___ Information supplied

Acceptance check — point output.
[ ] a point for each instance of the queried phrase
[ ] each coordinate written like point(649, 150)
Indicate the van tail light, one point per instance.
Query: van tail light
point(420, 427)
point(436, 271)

______

Reproduce each of the entries above word for word, keeping every line in its original order.

**The reply:**
Acceptance check — point output.
[ ] a point for each instance of the queried phrase
[ ] each coordinate written like point(649, 150)
Indicate the van tail light, one point per instance.
Query: van tail light
point(420, 427)
point(436, 271)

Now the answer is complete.